▶ **Task directions**: Copy every entry below verbatim, except for images.

▶ **Dataset entries**:
_ _ _ _

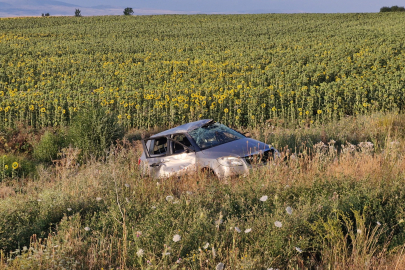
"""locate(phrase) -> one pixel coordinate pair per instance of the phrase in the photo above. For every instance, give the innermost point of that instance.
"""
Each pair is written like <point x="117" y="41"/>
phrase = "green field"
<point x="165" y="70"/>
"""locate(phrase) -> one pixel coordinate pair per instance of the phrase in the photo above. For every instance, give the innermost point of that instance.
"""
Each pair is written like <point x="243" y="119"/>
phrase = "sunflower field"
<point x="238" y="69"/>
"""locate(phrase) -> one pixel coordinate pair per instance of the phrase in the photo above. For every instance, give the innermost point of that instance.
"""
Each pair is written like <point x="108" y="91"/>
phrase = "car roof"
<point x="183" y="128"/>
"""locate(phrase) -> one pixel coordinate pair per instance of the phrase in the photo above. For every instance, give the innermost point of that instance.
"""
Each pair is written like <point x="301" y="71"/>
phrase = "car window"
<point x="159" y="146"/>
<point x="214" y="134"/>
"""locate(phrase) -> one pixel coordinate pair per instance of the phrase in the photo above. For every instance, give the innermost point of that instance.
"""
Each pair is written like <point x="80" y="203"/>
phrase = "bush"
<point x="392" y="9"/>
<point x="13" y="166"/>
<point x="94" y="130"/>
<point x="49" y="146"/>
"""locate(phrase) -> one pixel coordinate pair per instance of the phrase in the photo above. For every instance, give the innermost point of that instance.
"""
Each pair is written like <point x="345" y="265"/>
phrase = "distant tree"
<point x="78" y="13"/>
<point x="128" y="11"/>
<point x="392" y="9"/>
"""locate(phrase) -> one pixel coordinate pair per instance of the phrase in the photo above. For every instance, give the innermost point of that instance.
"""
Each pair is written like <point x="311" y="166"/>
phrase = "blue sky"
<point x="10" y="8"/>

_ _ _ _

▶ **Reply to the exercise**:
"""locate(phrase) -> one pixel coordinate pair per instance of the phrase in the photo above. For every instance, give the innermost point of that instance.
"""
Each pair is written like <point x="117" y="41"/>
phrase = "green field"
<point x="165" y="70"/>
"""locate(phrase) -> one pixel coordinate pair per instance of the phrase in the photo above. For every instance, give the innermost point of that instance.
"""
Each pair is written like <point x="243" y="119"/>
phrase = "sunflower field"
<point x="238" y="69"/>
"""locate(phrase) -> one pixel coordinate pair per instance of the phrase in the photo above. For every instance, give the innermost point of that instance.
"""
Each pair is written like <point x="108" y="91"/>
phrase = "car roof"
<point x="183" y="128"/>
"""locate(phrase) -> one pixel coordinate pair per instance of the phrase in the photo above. For every instance, give the innermost point of that instance.
"""
Each pair is written like <point x="301" y="71"/>
phrase = "car window"
<point x="159" y="146"/>
<point x="214" y="134"/>
"""locate(phrase) -> one pixel coordinate pair per instance of the phrase in the photo above. For every instance, give the innermost point of that instance.
"""
Each pair is written like <point x="80" y="203"/>
phrase = "bush"
<point x="392" y="9"/>
<point x="13" y="166"/>
<point x="94" y="130"/>
<point x="49" y="146"/>
"""locate(phrase) -> one pixel coordinate pair per instance of the phrase in the photo above. For every instance, give the innermost point of that instance.
"""
Each pair is written like <point x="345" y="265"/>
phrase = "distant tree"
<point x="78" y="13"/>
<point x="128" y="11"/>
<point x="392" y="9"/>
"""locate(phrase) -> one pixel coordinate pair per instance of the phrase in the photo above. For every instance, give the innermost point of that instance.
"""
Each pair is written like <point x="311" y="166"/>
phrase = "blue sky"
<point x="10" y="8"/>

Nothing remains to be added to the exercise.